**引用文**.
共同研究・競争的資金等の研究課題

2003年 - 2005年

連歌史の研究

日本学術振興会  科学研究費助成事業 特別研究員奨励費  特別研究員奨励費

課題番号
03J04449
体系的課題番号
JP03J04449
配分額
(総額)
2,200,000円
(直接経費)
2,200,000円

(1)句解の分岐点
連歌の付合は、前句と付句との関係を言外に補って解釈するため、様々な解釈が可能となり、作者の作意とは別の解釈を行う自由さえ保証されていた。事実、『聖廟法楽千句』の古注の第一種注と第二種注は、内容の上で対照的で、前者は、前句を言葉に表現された通りに素直に受け取り、平明な叙景句として解釈する傾向があり、後者は、取りなしや主体の転換といった、前句の内容が付句によって大きく変わるような読み方を好み、前句の言葉の細かなところまで、付句の読みに反映させようとする。この相違は、『竹林抄』古注に見られる、宗祇と兼載の解釈の方法の違いに対応している。第二種注の理詰めに陥りがちな解は、『竹林抄』によく見られるもので、兼載もそれを発展的に受け継いでいる。一方宗祇は、旧来の地下連歌の機知的な趣向の作意を退け、努めて平明な叙景叙情で解釈しようとする新しい読みを打ち出していた。『聖廟法楽千句』『竹林抄』の古注には、そのような対立の構図が反映されているのである。

**課題の指示**.
A: 引用文によれば、『聖廟法楽千句』古注の第一種注と第二種注の相違は、どの古注に見られる、誰と誰の解釈方法の違いに対応するとされていますか。
B: 引用文のうち「連歌の付合は」で始まる段落を、主要な事実を保ったまま箇条書きに改めてください。
C: 連歌史の研究に関する引用文を、最後の文の後から書き継いでください。
この後に掲げるデータは、引用文とは別個の資料です。

一部のデータ:
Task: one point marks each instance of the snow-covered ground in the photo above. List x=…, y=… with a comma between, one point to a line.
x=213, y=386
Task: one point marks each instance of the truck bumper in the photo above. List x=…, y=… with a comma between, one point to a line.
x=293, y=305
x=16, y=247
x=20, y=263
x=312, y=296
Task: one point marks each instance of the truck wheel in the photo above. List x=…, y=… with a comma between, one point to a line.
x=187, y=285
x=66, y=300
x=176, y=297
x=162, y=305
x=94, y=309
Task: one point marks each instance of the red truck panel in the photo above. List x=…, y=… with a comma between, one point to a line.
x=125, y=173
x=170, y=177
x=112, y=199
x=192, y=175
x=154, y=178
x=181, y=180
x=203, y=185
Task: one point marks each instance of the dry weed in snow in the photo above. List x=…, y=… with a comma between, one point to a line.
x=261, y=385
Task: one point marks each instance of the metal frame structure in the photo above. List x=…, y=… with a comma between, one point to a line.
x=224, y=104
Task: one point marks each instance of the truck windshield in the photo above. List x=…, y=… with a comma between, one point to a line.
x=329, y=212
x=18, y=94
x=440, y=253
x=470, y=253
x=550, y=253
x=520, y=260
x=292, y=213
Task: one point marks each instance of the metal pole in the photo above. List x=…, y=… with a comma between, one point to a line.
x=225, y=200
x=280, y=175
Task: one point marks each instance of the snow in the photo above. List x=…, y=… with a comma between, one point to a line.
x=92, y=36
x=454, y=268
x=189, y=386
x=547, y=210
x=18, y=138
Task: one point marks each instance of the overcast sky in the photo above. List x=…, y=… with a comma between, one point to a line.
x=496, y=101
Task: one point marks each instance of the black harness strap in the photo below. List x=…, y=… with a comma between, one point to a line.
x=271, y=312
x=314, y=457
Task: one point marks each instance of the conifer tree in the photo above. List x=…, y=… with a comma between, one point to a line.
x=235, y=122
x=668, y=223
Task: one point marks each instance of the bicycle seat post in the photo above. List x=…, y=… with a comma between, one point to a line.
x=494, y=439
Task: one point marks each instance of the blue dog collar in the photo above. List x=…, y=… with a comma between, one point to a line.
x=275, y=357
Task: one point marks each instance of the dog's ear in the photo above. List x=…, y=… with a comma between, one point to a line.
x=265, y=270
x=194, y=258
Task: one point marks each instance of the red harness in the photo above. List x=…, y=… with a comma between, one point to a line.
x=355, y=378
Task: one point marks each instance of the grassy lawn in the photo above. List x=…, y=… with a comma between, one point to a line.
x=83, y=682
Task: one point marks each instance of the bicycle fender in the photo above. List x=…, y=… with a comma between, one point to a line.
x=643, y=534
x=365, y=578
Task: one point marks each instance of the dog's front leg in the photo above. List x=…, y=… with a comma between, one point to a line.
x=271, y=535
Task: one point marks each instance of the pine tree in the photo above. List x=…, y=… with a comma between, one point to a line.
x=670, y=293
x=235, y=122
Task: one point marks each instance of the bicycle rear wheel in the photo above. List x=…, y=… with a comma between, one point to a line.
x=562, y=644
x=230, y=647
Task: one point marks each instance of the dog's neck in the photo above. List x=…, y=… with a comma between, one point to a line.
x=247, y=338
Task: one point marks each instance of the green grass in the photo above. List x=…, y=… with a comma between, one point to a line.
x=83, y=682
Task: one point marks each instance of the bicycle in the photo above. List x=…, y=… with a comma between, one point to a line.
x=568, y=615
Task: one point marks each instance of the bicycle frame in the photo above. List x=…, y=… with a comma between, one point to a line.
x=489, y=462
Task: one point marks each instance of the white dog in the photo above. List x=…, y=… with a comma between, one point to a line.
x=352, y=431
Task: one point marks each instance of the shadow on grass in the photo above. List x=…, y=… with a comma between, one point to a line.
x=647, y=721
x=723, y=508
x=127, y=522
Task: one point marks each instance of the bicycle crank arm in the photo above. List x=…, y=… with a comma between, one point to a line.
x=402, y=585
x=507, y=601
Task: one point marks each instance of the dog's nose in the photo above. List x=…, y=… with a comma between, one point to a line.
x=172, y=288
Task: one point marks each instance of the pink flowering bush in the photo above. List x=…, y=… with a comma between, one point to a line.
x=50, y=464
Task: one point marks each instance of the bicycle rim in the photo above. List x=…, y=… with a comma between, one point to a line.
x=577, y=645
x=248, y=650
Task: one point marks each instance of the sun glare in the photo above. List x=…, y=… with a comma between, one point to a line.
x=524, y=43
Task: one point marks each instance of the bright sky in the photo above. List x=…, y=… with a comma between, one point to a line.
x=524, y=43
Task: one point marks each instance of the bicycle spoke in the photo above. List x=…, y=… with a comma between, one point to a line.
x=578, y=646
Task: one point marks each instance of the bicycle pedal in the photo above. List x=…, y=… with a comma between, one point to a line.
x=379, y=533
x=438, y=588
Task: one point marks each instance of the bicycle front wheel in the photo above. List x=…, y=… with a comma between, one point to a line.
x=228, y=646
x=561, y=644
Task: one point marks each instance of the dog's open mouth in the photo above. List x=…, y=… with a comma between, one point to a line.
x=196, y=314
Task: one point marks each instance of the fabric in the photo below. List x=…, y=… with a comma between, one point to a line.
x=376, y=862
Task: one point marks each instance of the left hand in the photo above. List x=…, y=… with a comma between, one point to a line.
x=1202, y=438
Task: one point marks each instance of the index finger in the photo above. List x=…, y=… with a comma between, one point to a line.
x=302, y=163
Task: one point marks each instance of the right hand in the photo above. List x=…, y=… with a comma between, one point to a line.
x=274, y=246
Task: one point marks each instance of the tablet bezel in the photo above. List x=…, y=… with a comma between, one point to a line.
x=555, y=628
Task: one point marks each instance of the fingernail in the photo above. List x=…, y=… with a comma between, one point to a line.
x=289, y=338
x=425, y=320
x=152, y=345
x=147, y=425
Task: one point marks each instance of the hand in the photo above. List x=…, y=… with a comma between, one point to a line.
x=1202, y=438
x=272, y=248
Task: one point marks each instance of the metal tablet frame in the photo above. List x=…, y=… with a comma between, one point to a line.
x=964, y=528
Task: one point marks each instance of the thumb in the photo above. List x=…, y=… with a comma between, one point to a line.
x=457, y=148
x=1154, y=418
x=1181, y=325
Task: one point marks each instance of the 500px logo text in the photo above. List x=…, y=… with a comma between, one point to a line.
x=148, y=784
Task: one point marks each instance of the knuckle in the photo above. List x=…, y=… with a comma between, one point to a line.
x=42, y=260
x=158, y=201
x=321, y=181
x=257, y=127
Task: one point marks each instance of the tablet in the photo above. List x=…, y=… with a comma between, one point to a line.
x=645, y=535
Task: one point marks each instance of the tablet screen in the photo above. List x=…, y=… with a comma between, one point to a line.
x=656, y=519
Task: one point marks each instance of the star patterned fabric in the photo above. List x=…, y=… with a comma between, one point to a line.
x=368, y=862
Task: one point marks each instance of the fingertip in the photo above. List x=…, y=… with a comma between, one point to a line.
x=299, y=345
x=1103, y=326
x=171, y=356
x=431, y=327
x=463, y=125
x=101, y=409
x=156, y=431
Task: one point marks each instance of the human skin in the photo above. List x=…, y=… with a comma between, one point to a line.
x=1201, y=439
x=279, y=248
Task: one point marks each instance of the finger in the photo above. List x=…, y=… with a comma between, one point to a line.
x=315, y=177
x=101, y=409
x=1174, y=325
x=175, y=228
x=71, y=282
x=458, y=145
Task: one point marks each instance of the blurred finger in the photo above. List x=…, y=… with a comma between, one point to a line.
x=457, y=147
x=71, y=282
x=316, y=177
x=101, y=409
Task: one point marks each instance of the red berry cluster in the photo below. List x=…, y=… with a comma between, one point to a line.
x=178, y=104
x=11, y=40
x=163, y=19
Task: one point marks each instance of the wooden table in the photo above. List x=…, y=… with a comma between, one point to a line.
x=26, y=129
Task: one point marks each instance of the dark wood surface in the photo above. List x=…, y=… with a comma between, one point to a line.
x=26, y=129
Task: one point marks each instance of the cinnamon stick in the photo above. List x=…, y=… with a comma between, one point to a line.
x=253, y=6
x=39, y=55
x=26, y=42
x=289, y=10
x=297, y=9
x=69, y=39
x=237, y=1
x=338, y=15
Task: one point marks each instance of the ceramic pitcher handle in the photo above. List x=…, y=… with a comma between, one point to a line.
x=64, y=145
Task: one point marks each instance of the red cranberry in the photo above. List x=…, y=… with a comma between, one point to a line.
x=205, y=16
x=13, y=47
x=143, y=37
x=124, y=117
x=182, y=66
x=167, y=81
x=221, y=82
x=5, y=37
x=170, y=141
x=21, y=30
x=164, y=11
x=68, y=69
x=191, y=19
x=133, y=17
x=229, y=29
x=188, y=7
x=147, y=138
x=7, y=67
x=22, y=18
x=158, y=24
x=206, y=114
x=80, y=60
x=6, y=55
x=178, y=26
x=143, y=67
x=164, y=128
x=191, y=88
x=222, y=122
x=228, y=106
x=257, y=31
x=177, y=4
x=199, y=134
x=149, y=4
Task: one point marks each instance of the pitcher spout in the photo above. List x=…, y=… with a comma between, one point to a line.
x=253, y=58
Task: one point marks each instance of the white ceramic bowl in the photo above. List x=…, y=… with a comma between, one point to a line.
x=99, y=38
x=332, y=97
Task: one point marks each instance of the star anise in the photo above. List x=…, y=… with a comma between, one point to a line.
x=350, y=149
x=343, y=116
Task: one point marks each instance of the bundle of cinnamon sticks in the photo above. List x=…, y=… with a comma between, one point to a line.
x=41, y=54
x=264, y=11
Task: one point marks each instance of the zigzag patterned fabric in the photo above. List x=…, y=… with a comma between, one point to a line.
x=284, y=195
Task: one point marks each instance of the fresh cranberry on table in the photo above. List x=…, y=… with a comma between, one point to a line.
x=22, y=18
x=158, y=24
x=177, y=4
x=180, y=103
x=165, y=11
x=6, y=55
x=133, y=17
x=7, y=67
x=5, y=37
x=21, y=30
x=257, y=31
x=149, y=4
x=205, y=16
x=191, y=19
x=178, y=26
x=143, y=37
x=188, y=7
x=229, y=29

**課題の解答**.
A: 『竹林抄』古注に見られる、宗祇と兼載の解釈の方法の違いに対応するとされています。

B:
- 連歌の付合は前句と付句の関係を言外に補って解釈するため、様々な解釈が可能であり、作者の作意とは別の解釈を行う自由さえ保証されていた。
- 『聖廟法楽千句』古注の第一種注は、前句を言葉に表現された通りに素直に受け取り、平明な叙景句として解釈する傾向がある。
- 同じく第二種注は、取りなしや主体の転換など、前句の内容が付句によって大きく変わる読み方を好み、前句の言葉の細部まで付句の読みに反映させようとする。
- この相違は、『竹林抄』古注に見られる宗祇と兼載の解釈方法の違いに対応している。
- 第二種注の理詰めに陥りがちな解は『竹林抄』によく見られ、兼載もそれを発展的に受け継いでいる。
- 宗祇は、旧来の地下連歌の機知的な趣向の作意を退け、平明な叙景叙情で解釈しようとする新しい読みを打ち出した。
- 『聖廟法楽千句』『竹林抄』の古注には、こうした対立の構図が反映されている。

C:
(2)京都女子大学図書館所蔵連歌関係資料 翻刻と解題 I
京都女子大学に蔵される『連歌教訓歌』『連歌百韻巻物素眼法師書』について翻刻と解説を行った。前者は、古典文庫『宗長作品集 連歌学書編』に収録される「長歌・俳譜」の一本であり、後者は、二条良基と救済が出座する連歌百韻である。
(3)京都大学蔵実隆自筆 和漢聯句訳注
解説「和漢聯句略史」と、三条西実隆と公条父子による、永正七年の両吟和漢聯句百韻のうち、第1句から第20句までの和句の注釈を執筆した。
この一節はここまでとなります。